_Assignment_: For every line below, set down an identical copy.

══ Material for this exercise ══

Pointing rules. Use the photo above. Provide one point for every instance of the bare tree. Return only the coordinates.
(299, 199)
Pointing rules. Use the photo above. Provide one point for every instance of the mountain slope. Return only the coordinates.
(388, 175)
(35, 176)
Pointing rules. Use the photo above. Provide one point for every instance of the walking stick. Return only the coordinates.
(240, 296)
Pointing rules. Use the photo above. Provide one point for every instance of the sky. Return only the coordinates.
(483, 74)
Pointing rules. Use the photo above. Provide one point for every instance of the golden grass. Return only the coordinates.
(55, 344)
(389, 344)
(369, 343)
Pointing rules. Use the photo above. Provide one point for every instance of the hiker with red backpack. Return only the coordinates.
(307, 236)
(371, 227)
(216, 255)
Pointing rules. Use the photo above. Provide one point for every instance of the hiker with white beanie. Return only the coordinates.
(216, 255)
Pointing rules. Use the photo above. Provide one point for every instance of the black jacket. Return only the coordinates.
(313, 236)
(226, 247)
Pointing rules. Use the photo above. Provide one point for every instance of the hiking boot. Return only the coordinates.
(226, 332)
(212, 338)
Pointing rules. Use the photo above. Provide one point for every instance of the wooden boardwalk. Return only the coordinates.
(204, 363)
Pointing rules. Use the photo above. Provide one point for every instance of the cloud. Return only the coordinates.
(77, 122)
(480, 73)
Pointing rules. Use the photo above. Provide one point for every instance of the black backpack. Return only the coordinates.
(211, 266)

═══

_Exercise solution_:
Pointing rules. Use the photo above. Provide one point for every instance of the bare tree. Return only the coordinates.
(299, 199)
Pointing rules. Use the photo above. Provide one point for every instance of the mountain slope. Return only the coordinates.
(388, 175)
(35, 176)
Pointing rules. Use the photo above. Provide one point for every instance of the walking stick. Return only the coordinates.
(240, 296)
Pointing rules. Use the photo above. Provide one point for every instance of the sky. Return only the coordinates.
(483, 74)
Pointing rules. Use the photo above. Provide one point for every instance of the golden grass. Return only the coordinates.
(55, 344)
(389, 344)
(369, 343)
Pointing rules. Use the photo above. Provide one point for every instance of the hiker with red backpack. Return only the coordinates.
(307, 236)
(371, 227)
(216, 255)
Pointing rules. Use the photo above. Provide one point for every instance of the hiker with white beanie. Return only the coordinates.
(216, 255)
Pointing rules. Use the photo above. Provide one point for every instance of the black jacket. Return only the coordinates.
(313, 236)
(226, 247)
Pointing rules. Use the photo above. Provide one point for every instance of the hiking boot. Return only the coordinates.
(226, 332)
(212, 338)
Pointing rules. Use the photo above. Provide one point for every instance of the wooden boardwalk. Return only the coordinates.
(204, 363)
Pointing rules. Use the photo above. Provide one point for every instance of the cloud. Return only the coordinates.
(77, 122)
(480, 73)
Pointing rules. Use the photo above. Provide one point for every instance of the black backpack. Return only the coordinates.
(211, 266)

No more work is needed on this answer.